## [阅读节选]
【紧急】在910B上运行llama2-7b报错

pcg-mlp / KsanaLLM

Other

283 stars 29 forks source link

Closed zhaochaoxing closed 5 months ago

zhaochaoxing commented 5 months ago

机器环境：x86_64 / 910B2C cann和kernel版本：8.0.RC1.alpha003 gcc版本：11.2.0 报错信息： RegisterAscendBinary aiv ret 107000 RegisterAscendBinary aiv ret 107000

[FATAL] Acl return error KsanaLLM/3rdparty/LLM_kernels/csrc/kernels/ascend/attention/attention.cc:140, with ERROR 561103

[FATAL] Acl return error KsanaLLM/3rdparty/LLM_kernels/csrc/kernels/ascend/attention/attention.cc:146, with ERROR 161001

感觉可能是代码和cann版本兼容性问题，麻烦给一个适配的cann版本。在910B上，pytorch使用cpu版本？还是ascend_npu版本？麻烦解答一下，感谢

pcg-mlp commented 5 months ago

机器环境：x86_64 / 910B2C cann：7.0.0 gcc版本：9.4.0

whitelok commented 5 months ago

pytorch使用ascend_npu版本

zhaochaoxing commented 5 months ago

机器环境对齐了之后，attention算子报错

whitelok commented 5 months ago

是demo中的llama7B模型吗？

## [收集材料]
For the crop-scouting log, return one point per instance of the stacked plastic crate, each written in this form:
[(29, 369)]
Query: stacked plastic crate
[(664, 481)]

## [任务说明]
续写这篇讨论在910B上运行llama2-7b报错的帖子，从它最后一句之后接着写。

## [本题答案]
zhaochaoxing commented 5 months ago

是demo中的llama7B模型吗？

是的，跑的demo里的llama2-7b。server启动报错： RegisterAscendBinary aiv ret 107000 RegisterAscendBinary aiv ret 107000 发请求则attention算子报错。

whitelok commented 5 months ago

seems good under my environment

pcg-mlp commented 5 months ago

目前华为的环境标准化还不足，相关底层库的依赖关系比较tricky。所以暂时只在腾讯内部环境有充分的验证。我们正在优化华为的实现，并准备华为云上标准机型的镜像。预期6月底能够支持上。

zhaochaoxing commented 5 months ago

没有镜像环境问题确实不确定性太大，我期待6月底能够使用。另外KsanaLLM在910B上有没有性能测试数据？可否透露一些？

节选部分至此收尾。